- [EXERCISE DETAILS] The copy you give must match the listing below exactly and contain no pictures.

- [EXTRACTED INFORMATION]

+---+

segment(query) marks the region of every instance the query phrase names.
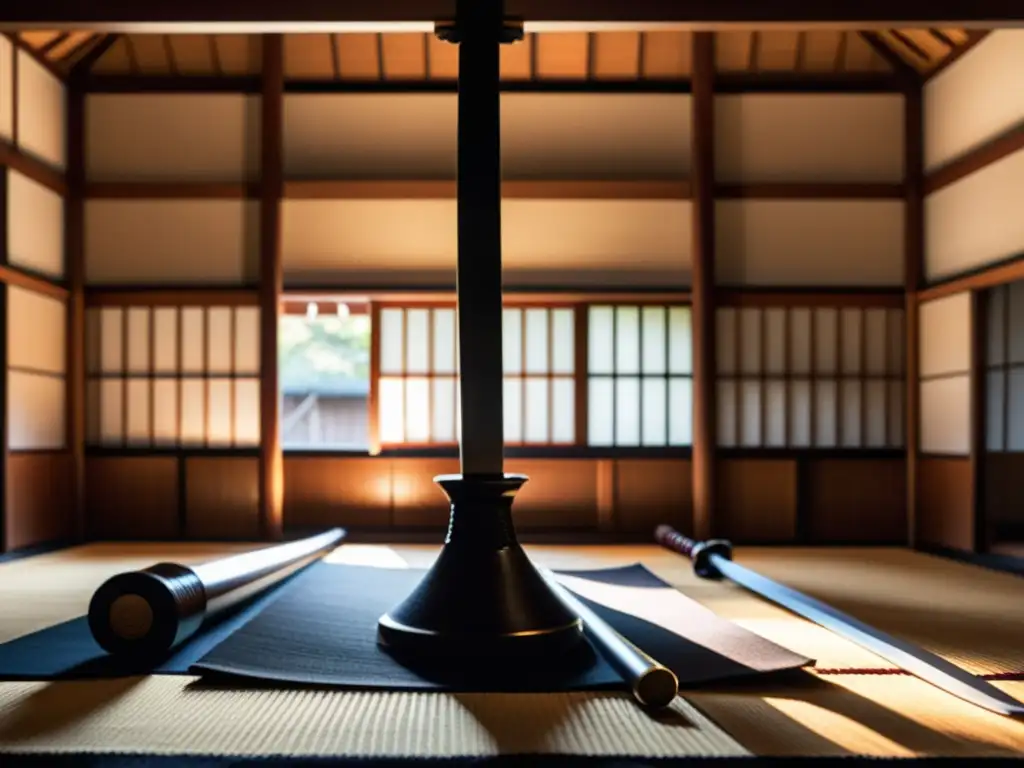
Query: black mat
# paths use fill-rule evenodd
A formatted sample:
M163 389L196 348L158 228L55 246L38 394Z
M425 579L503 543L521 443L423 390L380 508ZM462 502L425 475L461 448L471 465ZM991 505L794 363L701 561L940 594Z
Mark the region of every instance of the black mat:
M192 637L155 666L110 656L92 637L85 616L0 644L0 680L71 680L126 677L140 674L187 675L189 668L227 639L267 605L281 590L305 575L292 576L276 589L259 595L238 611Z
M433 668L400 663L378 645L377 620L409 594L423 573L314 566L194 669L204 675L389 690L566 691L622 686L622 678L589 643L573 657L545 665L480 665L470 659ZM617 587L662 588L666 600L689 602L639 565L572 575ZM707 647L706 640L702 645L635 616L585 602L620 634L671 668L682 684L781 671L809 661L710 612L700 616L703 626L694 628L700 630L694 636L721 637L719 649Z

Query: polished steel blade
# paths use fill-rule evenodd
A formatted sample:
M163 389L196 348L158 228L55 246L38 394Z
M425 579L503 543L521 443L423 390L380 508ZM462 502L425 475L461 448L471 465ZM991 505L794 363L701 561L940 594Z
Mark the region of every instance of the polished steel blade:
M724 557L711 555L710 562L730 581L857 643L936 688L1001 715L1024 714L1024 704L1003 693L987 680L972 675L934 653L887 635L842 611L837 611L819 600L785 587Z

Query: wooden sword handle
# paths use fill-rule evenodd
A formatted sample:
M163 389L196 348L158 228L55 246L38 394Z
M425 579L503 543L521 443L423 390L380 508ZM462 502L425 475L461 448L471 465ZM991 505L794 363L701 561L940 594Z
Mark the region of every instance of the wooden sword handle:
M732 560L732 544L725 539L694 541L670 525L659 525L654 529L654 540L665 549L678 552L693 561L693 571L702 579L720 579L722 574L715 567L713 556Z

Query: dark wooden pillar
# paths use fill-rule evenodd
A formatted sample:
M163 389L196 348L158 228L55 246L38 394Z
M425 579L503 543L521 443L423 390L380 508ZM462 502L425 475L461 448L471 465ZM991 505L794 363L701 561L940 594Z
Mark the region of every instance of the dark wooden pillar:
M71 454L72 520L79 539L88 535L85 508L85 84L67 83L67 197L64 200L64 268L67 303L67 447Z
M903 253L906 424L903 440L907 451L907 543L913 547L917 543L917 461L921 434L917 292L924 279L924 113L921 83L909 83L903 98L906 152Z
M693 535L714 533L715 511L715 37L693 35Z
M459 0L458 271L464 475L503 472L501 0Z
M284 191L284 42L263 37L260 104L260 523L266 539L283 532L284 459L281 454L281 398L277 331L284 290L281 265L281 196Z

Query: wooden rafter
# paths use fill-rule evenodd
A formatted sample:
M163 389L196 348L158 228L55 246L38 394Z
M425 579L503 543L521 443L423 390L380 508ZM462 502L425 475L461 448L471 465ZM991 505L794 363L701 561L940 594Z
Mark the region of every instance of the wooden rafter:
M886 45L882 39L875 32L858 32L857 35L866 42L871 49L885 59L885 63L888 64L894 72L899 75L906 77L913 77L919 79L921 77L917 69L903 59L896 51Z

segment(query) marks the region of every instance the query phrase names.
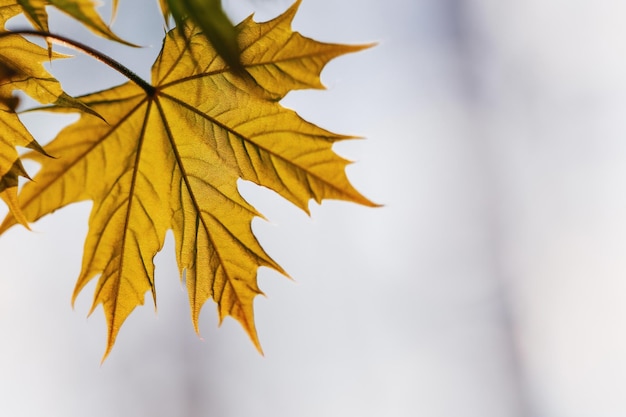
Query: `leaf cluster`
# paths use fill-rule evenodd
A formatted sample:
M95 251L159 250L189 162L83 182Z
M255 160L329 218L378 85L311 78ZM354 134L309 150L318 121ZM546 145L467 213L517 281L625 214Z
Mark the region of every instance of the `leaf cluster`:
M270 188L301 209L310 200L374 204L345 175L349 163L332 146L347 136L303 120L280 100L292 90L322 88L331 59L367 46L328 44L291 29L298 2L263 23L228 21L218 0L160 0L176 28L163 41L150 82L113 59L50 33L46 7L72 16L94 33L132 45L103 22L91 0L0 0L0 24L18 14L33 31L0 33L0 197L10 209L0 233L68 204L93 208L74 299L97 278L93 309L108 323L106 355L122 323L151 292L153 258L172 230L192 322L205 302L220 321L238 320L260 350L253 300L260 266L284 273L262 249L251 222L260 214L239 194L239 179ZM114 11L117 1L113 2ZM48 48L25 35L44 37ZM129 81L82 97L66 94L42 66L64 56L55 40L73 44L122 71ZM49 144L40 146L16 113L23 91L54 112L79 112ZM17 147L41 164L29 178ZM54 158L51 158L53 156Z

+---+

- [EXPECTED OUTPUT]
segment(query) marks the region of every instance the query phrase names.
Query: black mat
# paths use fill-rule evenodd
A formatted sample:
M163 389L196 348L158 228L55 246L38 394Z
M425 579L503 543L521 443L423 390L380 508ZM462 502L425 475L461 448L471 465ZM991 505L794 363L701 561L940 594Z
Mark the region of every instance of the black mat:
M192 637L155 666L110 656L92 637L85 616L0 644L0 680L71 680L126 677L140 674L187 675L189 668L227 639L267 605L281 590L305 575L292 576L276 589L259 595L238 611Z
M433 668L400 663L378 645L377 620L409 594L423 573L314 566L194 669L204 675L389 690L566 691L622 686L622 678L589 643L573 657L545 665L480 665L470 659ZM617 587L662 588L666 600L689 602L639 565L572 575ZM707 647L706 640L702 645L635 616L585 602L620 634L671 668L682 684L781 671L809 661L710 612L700 616L703 626L694 628L700 630L694 636L721 637L719 649Z

Query: polished steel blade
# paths use fill-rule evenodd
A formatted sample:
M163 389L196 348L158 228L55 246L38 394Z
M425 579L503 543L521 443L423 390L380 508ZM462 502L425 475L461 448L471 465ZM991 505L794 363L701 561L940 594Z
Mark the region of every instance of the polished steel blade:
M724 557L711 555L710 562L730 581L857 643L936 688L1001 715L1024 714L1024 704L1003 693L987 680L972 675L934 653L887 635L842 611L837 611L819 600L785 587Z

Query: wooden sword handle
# paths use fill-rule evenodd
A formatted sample:
M163 389L196 348L158 228L55 246L38 394Z
M425 579L503 543L521 443L423 390L380 508ZM462 502L425 475L461 448L471 465ZM991 505L794 363L701 561L940 594Z
Mark the region of every instance of the wooden sword handle:
M732 560L732 544L725 539L694 541L670 525L659 525L654 529L654 540L665 549L678 552L693 561L693 571L702 579L720 579L722 574L715 567L713 556Z

Query: dark wooden pillar
# paths use fill-rule evenodd
A formatted sample:
M163 389L196 348L158 228L55 246L38 394Z
M425 579L503 543L521 443L423 390L380 508ZM462 502L425 475L461 448L471 465ZM991 505L794 363L701 561L940 594Z
Mark the region of every instance of the dark wooden pillar:
M71 454L72 520L79 539L88 535L85 508L85 84L67 83L67 197L64 200L64 268L67 303L67 447Z
M903 253L906 424L903 440L907 451L907 543L913 547L917 543L917 461L921 434L917 292L924 279L924 113L921 83L909 83L903 98L906 152Z
M693 535L714 533L715 511L715 37L693 35Z
M459 0L458 271L464 475L503 472L501 0Z
M284 191L284 42L263 37L260 104L260 523L266 539L283 532L284 459L281 454L281 398L277 331L284 290L281 265L281 196Z

Query: wooden rafter
# paths use fill-rule evenodd
A formatted sample:
M163 389L196 348L158 228L55 246L38 394Z
M425 579L503 543L521 443L423 390L380 508ZM462 502L425 475L461 448L471 465ZM991 505L794 363L701 561L940 594Z
Mark the region of every instance of the wooden rafter:
M886 45L882 39L875 32L858 32L857 35L866 42L871 49L885 59L885 63L888 64L894 72L899 75L906 77L913 77L919 79L921 77L917 69L903 59L896 51Z

segment(query) marks the region of every instance the query phrase names.
Query: `leaf cluster`
# paths use fill-rule evenodd
A formatted sample:
M95 251L159 250L189 162L83 182Z
M255 160L329 218L378 85L311 78ZM354 134L309 150L318 121ZM546 145L467 213L517 281L625 214Z
Mark the region of every instance of the `leaf cluster`:
M270 188L301 209L310 200L374 204L345 175L349 163L332 146L347 136L303 120L280 100L292 90L322 88L331 59L367 46L328 44L291 29L298 2L263 23L228 21L218 0L160 0L176 28L163 41L150 82L113 59L50 33L46 7L72 16L94 33L132 45L103 22L91 0L0 0L0 24L18 14L33 31L0 33L0 197L10 209L0 233L68 204L93 208L74 299L97 278L93 309L108 323L106 355L122 323L151 292L153 258L172 230L192 322L205 302L220 321L238 320L260 350L253 300L260 266L284 273L262 249L251 222L260 214L239 194L239 179ZM114 11L117 1L113 2ZM48 48L25 35L44 37ZM129 81L82 97L66 94L42 66L64 56L55 40L73 44L122 71ZM49 144L40 146L16 113L23 91L54 112L79 112ZM17 147L41 164L29 178ZM54 158L51 158L53 156Z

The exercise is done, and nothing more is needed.